DATA FOR THIS EXERCISE:
-------
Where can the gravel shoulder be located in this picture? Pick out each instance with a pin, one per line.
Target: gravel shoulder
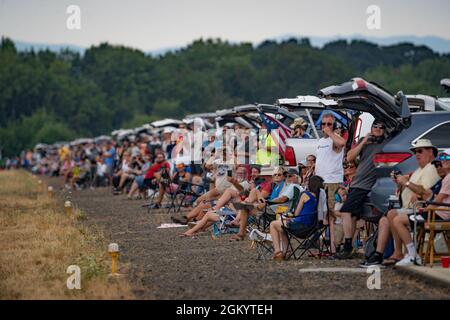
(161, 265)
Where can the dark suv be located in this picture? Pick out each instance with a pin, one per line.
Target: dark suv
(404, 128)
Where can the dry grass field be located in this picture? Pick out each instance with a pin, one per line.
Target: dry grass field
(38, 241)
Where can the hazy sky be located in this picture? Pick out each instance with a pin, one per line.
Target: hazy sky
(156, 24)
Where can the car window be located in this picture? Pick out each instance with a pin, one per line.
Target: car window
(439, 136)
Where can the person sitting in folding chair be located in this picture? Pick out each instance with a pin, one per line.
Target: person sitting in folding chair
(239, 184)
(304, 219)
(403, 224)
(282, 194)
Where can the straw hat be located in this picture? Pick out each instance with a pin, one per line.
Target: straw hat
(299, 122)
(424, 143)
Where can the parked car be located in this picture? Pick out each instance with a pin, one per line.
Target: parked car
(404, 128)
(310, 108)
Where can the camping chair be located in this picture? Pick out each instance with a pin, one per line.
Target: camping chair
(169, 190)
(188, 195)
(264, 220)
(262, 242)
(261, 239)
(432, 228)
(308, 239)
(220, 227)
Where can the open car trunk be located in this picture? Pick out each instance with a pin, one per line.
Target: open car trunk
(361, 95)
-------
BRIEF:
Reproduce the records verbatim, omitting all images they contain.

OUTPUT OF THE TASK:
Where can the gravel shoulder be located in this picture? Pick out each instance with a pin, one per line.
Target: gravel shoulder
(161, 265)
Where can the dark suv be located in this picture? Pick out each instance with a pin, one per line.
Target: dark suv
(404, 128)
Where can the dry grass field be located in this picture? Pick out each instance with a pin, one per line.
Target: dry grass field
(38, 241)
Where can the hazy sky be located in this picture? Pick out each instance with a pin, one per line.
Target: hazy sky
(156, 24)
Where can the car window be located in this picture? Pick out each instance with a pin, one per line.
Target: car window
(439, 136)
Where can the person sitting in folding chair be located in this picture? Pick out each instance with a pin, one per line.
Target: person sitting in folding chair
(239, 184)
(304, 219)
(403, 224)
(282, 194)
Where can the straw hat be located in this picture? Pick out each instance with a pin, one per line.
Target: straw hat
(299, 122)
(424, 143)
Where can the parked car be located in this picture? Pick out each instance with a pin, one per line.
Target: parked car
(404, 128)
(310, 108)
Where can the camping chair be located in this picture? Pick out each instance with a pin, one per line.
Target: camping chair
(169, 190)
(188, 195)
(264, 220)
(262, 242)
(261, 239)
(432, 228)
(308, 239)
(220, 227)
Where can the open car trunk be located in this picture? Pick out each instance with a pin, one per line.
Target: open car trunk
(361, 95)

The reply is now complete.